**Testo fornito:**
>>>>>
Sport e malattie cardiache

 
I benefici della pratica regolare di un’attività fisica sono da tempo conosciuti.
Al contrario la pratica di sport in maniera intensiva può a volte avere delle conseguenze nefaste sulla salute cardiovascolare con, in particolare, un aumento del rischio di aritmie maligne ( disturbi del ritmo del cuore potenzialmete mortali).

Questo vale in particolare per una popolazione di sportivi di alto livello e in particolare gli atleti di “endurance” che sono caratterizzati da loro cuore d’atleta.

Le modifiche dell’elettrocardiogramma dello sportivo mettono spesso in difficoltà i medici, che devono differenziare tra quelle patologiche quindi necessitanti di una presa a carico specifica, da quello invece benigne assolutamente normali negli sportivi.
In effetti il cuore d’atleta può mostrare delle modificazioni dell’elettrocardiogramma del tutto normali.
Il medico quindi è confrontato con la necessità di proteggere il suo paziente da patologie potenzialmente gravi, senza fargli correre il rischio di un eventuale morte prematura e in contrapposizione, la volontà dello sportivo di continuare ad allenarsi e a seguire le sue competizioni.

Attualmente, non esistono linee guida precise sul depistaggio precoce delle aritmie cardiache nello sportivo.
In alcuni casi le aritmie possono essere già visibili a un elettrocardiogramma a riposo mentre in altri casi sarebbe necessario l’esecuzione di un elettrocardiogramma sulle 24 ore.
Ogni modifica dell’elettrocardiogramma in un atleta deve essere oggetto di esami complementari che possono confermare o eventualmente escludere una patologia cardiovascolare soggiacente. In effetti la più parte dei delle patologie cardiovascolari responsabili di morti improvvise nell’atleta sono asintomatiche ma possono per contro essere ritrovate a un elettrocardiogramma a riposo. Queste patologie includono la cardiomiopatia ipertrofica o dilatativa, la displasia aritmogena del ventricolo destro, la stenosi della valvola aortica, le patologie genetiche che toccano i canali ionici come la sindrome di Brugada o la sindrome del QT lungo e QT corto.

La morte improvvisa di un atleta si presenta frequentemente come la prima manifestazione tragica di una patologia cardiaca strutturale o elettrica clinicamente silenziosa. Una tale patologia può essere sospettata sulla base di una modifica dell’elettrocardiogramma ma l’interpretazione di un tale esame è, come detto in precedenza, difficile in un atleta per la prevalenza di modifiche ed elettrocardiografiche legate all’allenamento.
<<<<<
**Dati di partenza:**
>>>>>
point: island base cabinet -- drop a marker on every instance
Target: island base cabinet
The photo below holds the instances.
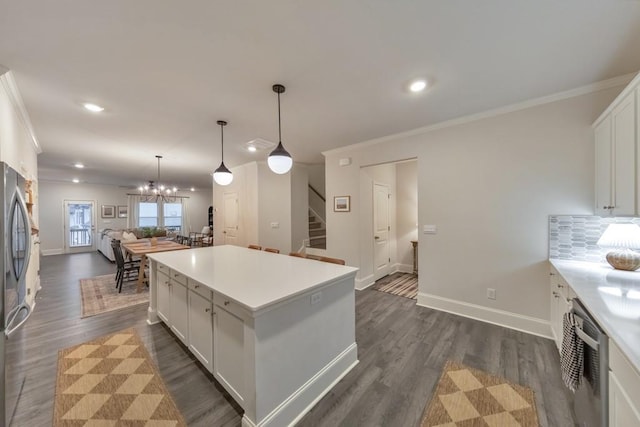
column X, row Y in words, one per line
column 179, row 311
column 201, row 329
column 172, row 304
column 163, row 290
column 229, row 350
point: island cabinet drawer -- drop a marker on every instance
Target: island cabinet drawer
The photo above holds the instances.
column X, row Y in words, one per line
column 200, row 289
column 162, row 268
column 179, row 277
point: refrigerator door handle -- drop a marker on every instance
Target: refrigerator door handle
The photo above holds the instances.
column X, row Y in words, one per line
column 10, row 329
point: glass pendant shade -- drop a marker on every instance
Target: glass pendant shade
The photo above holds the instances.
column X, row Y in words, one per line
column 279, row 160
column 222, row 175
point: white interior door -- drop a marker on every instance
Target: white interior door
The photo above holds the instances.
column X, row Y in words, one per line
column 381, row 228
column 231, row 216
column 79, row 225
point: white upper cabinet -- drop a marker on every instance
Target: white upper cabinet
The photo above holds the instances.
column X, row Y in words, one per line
column 616, row 154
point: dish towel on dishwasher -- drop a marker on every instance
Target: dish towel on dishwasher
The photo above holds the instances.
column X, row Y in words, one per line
column 572, row 356
column 591, row 358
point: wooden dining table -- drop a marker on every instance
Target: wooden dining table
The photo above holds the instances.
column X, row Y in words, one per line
column 143, row 247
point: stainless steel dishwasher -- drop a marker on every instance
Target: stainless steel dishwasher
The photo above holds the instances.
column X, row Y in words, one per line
column 591, row 403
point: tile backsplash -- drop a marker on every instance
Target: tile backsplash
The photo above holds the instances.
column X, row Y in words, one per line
column 574, row 237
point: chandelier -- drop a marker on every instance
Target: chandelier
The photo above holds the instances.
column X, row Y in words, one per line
column 154, row 191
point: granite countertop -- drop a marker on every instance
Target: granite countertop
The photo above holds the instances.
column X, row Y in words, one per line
column 254, row 279
column 613, row 299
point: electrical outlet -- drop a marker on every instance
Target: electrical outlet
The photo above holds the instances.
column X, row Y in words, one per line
column 315, row 298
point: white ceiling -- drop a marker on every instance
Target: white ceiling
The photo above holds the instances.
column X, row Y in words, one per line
column 166, row 71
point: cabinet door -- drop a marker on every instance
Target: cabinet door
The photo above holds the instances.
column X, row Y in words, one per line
column 179, row 310
column 228, row 351
column 603, row 167
column 201, row 329
column 623, row 122
column 621, row 410
column 164, row 297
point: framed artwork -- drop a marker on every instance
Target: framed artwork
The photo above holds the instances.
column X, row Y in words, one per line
column 108, row 211
column 342, row 203
column 123, row 211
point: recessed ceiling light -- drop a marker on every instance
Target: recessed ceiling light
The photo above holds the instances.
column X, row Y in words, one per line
column 418, row 85
column 93, row 107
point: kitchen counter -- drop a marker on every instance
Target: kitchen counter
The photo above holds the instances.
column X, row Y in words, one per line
column 277, row 332
column 254, row 279
column 613, row 299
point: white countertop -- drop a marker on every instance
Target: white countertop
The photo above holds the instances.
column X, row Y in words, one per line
column 613, row 299
column 254, row 279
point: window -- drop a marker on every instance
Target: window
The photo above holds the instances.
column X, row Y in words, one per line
column 148, row 215
column 171, row 217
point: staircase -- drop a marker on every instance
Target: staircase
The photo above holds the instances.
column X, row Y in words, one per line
column 317, row 233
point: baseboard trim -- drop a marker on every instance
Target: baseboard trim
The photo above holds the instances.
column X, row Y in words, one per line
column 47, row 252
column 507, row 319
column 365, row 282
column 402, row 268
column 292, row 410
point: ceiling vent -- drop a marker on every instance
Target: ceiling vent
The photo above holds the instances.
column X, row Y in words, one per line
column 259, row 144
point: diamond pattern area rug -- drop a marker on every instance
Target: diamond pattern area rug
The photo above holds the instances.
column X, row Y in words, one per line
column 468, row 397
column 401, row 284
column 99, row 295
column 111, row 381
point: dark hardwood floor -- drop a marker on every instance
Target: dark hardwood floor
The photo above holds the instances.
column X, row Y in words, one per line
column 402, row 349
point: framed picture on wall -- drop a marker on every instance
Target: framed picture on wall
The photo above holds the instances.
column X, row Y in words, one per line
column 108, row 211
column 342, row 203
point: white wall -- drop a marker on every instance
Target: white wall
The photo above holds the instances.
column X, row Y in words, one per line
column 265, row 198
column 54, row 194
column 406, row 212
column 299, row 206
column 274, row 206
column 19, row 150
column 489, row 186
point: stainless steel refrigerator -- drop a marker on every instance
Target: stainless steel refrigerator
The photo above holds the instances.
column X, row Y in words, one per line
column 15, row 231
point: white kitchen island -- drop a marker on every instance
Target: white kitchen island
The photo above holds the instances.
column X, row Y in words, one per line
column 278, row 332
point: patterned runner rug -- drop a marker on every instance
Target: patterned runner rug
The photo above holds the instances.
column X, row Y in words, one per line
column 401, row 284
column 111, row 381
column 470, row 397
column 99, row 295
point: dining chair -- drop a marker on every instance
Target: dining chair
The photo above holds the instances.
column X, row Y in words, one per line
column 124, row 268
column 331, row 260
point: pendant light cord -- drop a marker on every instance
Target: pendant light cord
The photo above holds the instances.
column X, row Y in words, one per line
column 222, row 141
column 279, row 124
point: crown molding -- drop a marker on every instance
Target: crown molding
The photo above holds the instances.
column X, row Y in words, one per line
column 10, row 86
column 572, row 93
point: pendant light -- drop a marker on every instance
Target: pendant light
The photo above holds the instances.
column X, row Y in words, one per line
column 279, row 160
column 222, row 175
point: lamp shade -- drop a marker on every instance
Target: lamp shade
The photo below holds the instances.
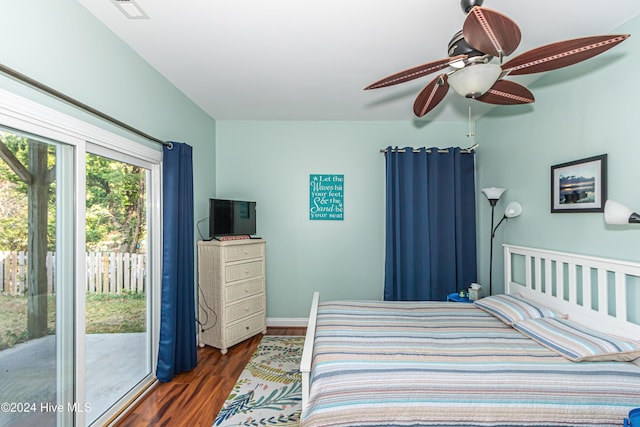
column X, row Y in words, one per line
column 493, row 193
column 475, row 79
column 616, row 213
column 513, row 210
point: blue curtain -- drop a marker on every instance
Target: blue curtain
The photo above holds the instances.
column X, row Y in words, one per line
column 430, row 224
column 178, row 347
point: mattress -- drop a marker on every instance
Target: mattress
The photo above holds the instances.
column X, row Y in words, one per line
column 452, row 364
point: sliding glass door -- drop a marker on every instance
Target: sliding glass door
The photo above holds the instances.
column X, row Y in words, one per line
column 117, row 300
column 36, row 331
column 79, row 268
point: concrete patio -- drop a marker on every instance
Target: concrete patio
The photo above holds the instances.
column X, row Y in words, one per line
column 114, row 364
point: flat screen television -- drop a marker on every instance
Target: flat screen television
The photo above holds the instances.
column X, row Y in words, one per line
column 231, row 218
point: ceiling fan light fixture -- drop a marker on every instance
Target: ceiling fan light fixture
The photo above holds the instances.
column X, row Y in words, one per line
column 474, row 80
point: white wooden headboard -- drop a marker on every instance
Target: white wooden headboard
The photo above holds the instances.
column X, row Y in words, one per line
column 601, row 293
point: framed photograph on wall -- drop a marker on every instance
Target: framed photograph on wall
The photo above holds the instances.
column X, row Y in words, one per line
column 579, row 186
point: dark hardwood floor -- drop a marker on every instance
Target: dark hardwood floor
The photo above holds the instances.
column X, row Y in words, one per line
column 195, row 398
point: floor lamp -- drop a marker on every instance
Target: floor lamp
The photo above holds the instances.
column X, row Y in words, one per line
column 512, row 210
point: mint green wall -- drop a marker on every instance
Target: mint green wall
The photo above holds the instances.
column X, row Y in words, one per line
column 584, row 110
column 62, row 45
column 270, row 162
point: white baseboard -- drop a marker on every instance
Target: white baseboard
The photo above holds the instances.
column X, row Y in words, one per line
column 287, row 322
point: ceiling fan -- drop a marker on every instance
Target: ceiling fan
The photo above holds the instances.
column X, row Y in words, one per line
column 485, row 35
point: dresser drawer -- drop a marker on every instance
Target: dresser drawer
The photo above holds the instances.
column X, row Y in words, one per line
column 243, row 271
column 245, row 328
column 244, row 308
column 243, row 289
column 240, row 252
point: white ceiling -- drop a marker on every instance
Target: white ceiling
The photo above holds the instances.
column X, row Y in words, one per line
column 310, row 59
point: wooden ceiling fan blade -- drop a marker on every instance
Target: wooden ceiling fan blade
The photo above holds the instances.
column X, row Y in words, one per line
column 491, row 32
column 431, row 95
column 561, row 54
column 415, row 72
column 506, row 92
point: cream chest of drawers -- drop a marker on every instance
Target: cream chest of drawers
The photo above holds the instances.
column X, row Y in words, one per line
column 232, row 302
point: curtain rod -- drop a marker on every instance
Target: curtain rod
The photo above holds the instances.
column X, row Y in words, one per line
column 440, row 150
column 57, row 94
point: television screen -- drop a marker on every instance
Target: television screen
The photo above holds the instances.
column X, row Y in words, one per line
column 231, row 217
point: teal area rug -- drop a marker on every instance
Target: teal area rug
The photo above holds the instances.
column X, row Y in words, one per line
column 269, row 390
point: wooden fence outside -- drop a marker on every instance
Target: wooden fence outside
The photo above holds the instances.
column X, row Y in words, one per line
column 107, row 272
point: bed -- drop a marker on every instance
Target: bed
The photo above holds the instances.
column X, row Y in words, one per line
column 459, row 364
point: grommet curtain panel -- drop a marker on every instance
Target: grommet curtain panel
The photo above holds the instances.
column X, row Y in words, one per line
column 178, row 347
column 430, row 248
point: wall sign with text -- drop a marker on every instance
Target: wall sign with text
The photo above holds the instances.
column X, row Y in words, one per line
column 326, row 197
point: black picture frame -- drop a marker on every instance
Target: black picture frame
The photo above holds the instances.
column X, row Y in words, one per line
column 579, row 186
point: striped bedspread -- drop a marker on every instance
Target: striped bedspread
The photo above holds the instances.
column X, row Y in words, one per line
column 452, row 364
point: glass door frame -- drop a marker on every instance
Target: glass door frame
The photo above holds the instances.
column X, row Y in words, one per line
column 27, row 116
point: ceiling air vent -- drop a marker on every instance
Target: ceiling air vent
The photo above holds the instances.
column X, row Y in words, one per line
column 130, row 9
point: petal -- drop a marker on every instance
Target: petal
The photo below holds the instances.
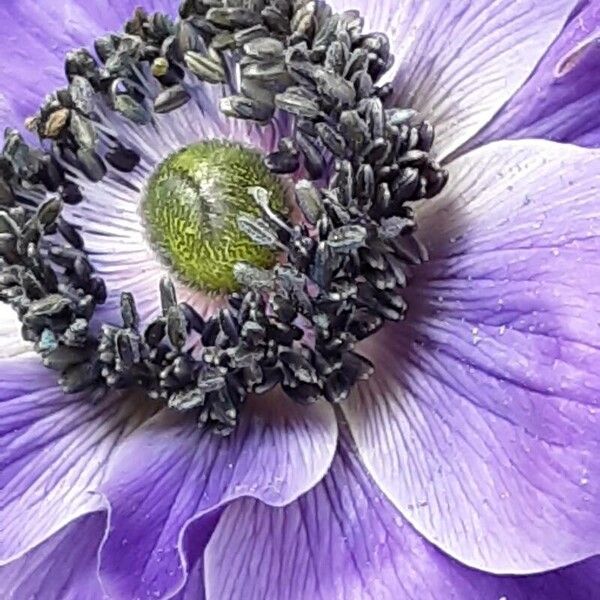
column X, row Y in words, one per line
column 197, row 537
column 482, row 422
column 36, row 35
column 458, row 61
column 54, row 452
column 109, row 216
column 560, row 101
column 171, row 473
column 344, row 540
column 65, row 567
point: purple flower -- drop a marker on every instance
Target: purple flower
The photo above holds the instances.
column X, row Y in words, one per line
column 466, row 466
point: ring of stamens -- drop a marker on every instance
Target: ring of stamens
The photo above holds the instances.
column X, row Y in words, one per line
column 344, row 264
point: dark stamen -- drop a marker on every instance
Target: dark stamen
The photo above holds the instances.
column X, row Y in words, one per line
column 345, row 264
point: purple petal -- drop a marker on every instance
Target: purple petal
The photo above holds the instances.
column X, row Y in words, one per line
column 65, row 567
column 197, row 537
column 344, row 540
column 458, row 62
column 171, row 472
column 482, row 422
column 10, row 334
column 54, row 453
column 560, row 102
column 109, row 217
column 36, row 34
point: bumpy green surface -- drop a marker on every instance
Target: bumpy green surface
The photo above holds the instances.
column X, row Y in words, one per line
column 191, row 207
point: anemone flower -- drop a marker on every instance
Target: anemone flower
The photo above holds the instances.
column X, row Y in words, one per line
column 233, row 367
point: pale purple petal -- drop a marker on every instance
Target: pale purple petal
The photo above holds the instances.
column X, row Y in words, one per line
column 110, row 219
column 482, row 422
column 171, row 472
column 65, row 567
column 344, row 540
column 54, row 453
column 560, row 102
column 10, row 333
column 36, row 34
column 196, row 539
column 460, row 61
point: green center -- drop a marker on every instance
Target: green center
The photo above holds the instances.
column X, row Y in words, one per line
column 191, row 209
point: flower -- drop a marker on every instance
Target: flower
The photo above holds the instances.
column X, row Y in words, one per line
column 465, row 467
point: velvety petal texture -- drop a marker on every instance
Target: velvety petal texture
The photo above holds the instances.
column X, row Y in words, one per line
column 460, row 61
column 65, row 567
column 54, row 453
column 344, row 540
column 560, row 101
column 36, row 34
column 171, row 473
column 110, row 218
column 482, row 422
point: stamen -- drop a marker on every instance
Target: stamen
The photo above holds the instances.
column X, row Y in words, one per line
column 192, row 206
column 357, row 164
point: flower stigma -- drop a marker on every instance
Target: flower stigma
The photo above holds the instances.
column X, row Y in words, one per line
column 194, row 121
column 191, row 210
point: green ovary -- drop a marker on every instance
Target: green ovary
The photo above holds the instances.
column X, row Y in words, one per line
column 191, row 208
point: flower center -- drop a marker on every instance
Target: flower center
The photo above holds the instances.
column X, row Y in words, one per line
column 192, row 206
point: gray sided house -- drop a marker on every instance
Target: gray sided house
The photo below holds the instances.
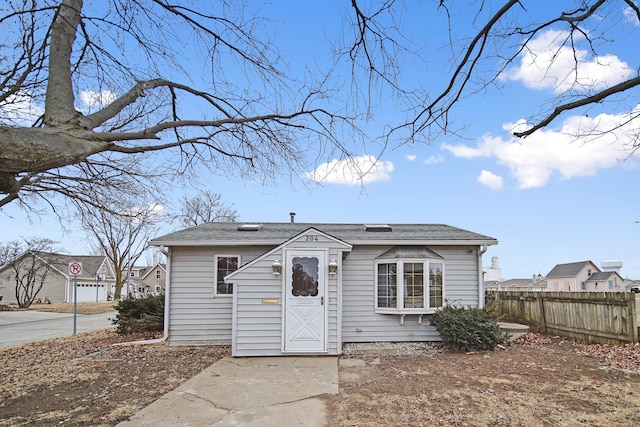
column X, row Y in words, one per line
column 272, row 289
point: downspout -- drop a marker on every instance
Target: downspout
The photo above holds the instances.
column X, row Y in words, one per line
column 481, row 252
column 165, row 335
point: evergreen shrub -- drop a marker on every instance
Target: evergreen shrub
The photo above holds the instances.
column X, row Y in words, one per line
column 136, row 315
column 468, row 329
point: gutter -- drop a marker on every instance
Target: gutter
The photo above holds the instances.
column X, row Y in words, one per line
column 165, row 335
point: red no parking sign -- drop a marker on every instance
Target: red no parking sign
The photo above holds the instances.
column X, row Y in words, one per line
column 75, row 268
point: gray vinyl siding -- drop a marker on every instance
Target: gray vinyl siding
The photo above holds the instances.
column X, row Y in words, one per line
column 258, row 327
column 196, row 315
column 360, row 322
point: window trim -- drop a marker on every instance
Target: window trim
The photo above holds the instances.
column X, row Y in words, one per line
column 215, row 273
column 400, row 262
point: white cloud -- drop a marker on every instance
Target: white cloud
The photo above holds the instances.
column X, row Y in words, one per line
column 92, row 99
column 547, row 64
column 491, row 180
column 535, row 159
column 631, row 16
column 353, row 171
column 434, row 159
<<<<<
**Compiti da svolgere:**
A – Nel testo su sport e malattie cardiache, quale esame può servire in alcuni casi per vedere le aritmie, quando non bastano gli esami a riposo?
B – Prosegui il testo su sport e malattie cardiache dal punto in cui si ferma.

**Risposte ai compiti:**
A – Un elettrocardiogramma sulle 24 ore.

B –
In presenza di incertezze il medico deve aiutarsi con le raccomandazioni della Società Europea di Cardiologia nell’interpretazione dell’elettrocardiogramma dell’atleta. In ogni caso deve ricordarsi che qualsiasi modifica elettrocardiografica deve essere interpretata e considerata nell’anamnesi personale, familiare e nell’esame fisico di ogni atleta. Ogni anomalia deve essere valutata e considerata nell’ambito di una potenziale patologia.

Resta evidente a tutti che si potrebbe decidere per ogni atleta l’esecuzione di indagini cardiologiche approfondite che possono comprendere, un elettrocardiogramma riposo, un esame cicloergometrico da sforzo, un’ecocardiografia ed eventualmente qualora uno di questi ultimi fosse patologico l’esecuzione pure di un elettrocardiogramma nelle 24 ore.
Questi esami, sebbene di un certo costo, darebbero più certezze sulla salute cardiaca dell’atleta e in particolare di tutti gli atleti sottoposti a stress fisici importanti come avviene negli sport di “endurance”.
Sempre più spesso la stampa riporta episodi di morte improvvisa di atleti, non esistono linee guida uniformi per le varie discipline sportive ma personalmente sono sicuro che un atteggiamento più aggressivo nella ricerca di potenziali patologie ci possa permettere di scoprire atleti a rischio e curare o prevenire patologie potenzialmente mortali.
Credo sia inutile ricercare i colpevoli dopo gli eventi , bisogna per contro attivarsi tutti, addetti al lavoro , genitori, atleti stessi per spingere sempre più verso una prevenzione che ci possa dare più certezze nel campo della salute cardiaca dei pazienti-atleti.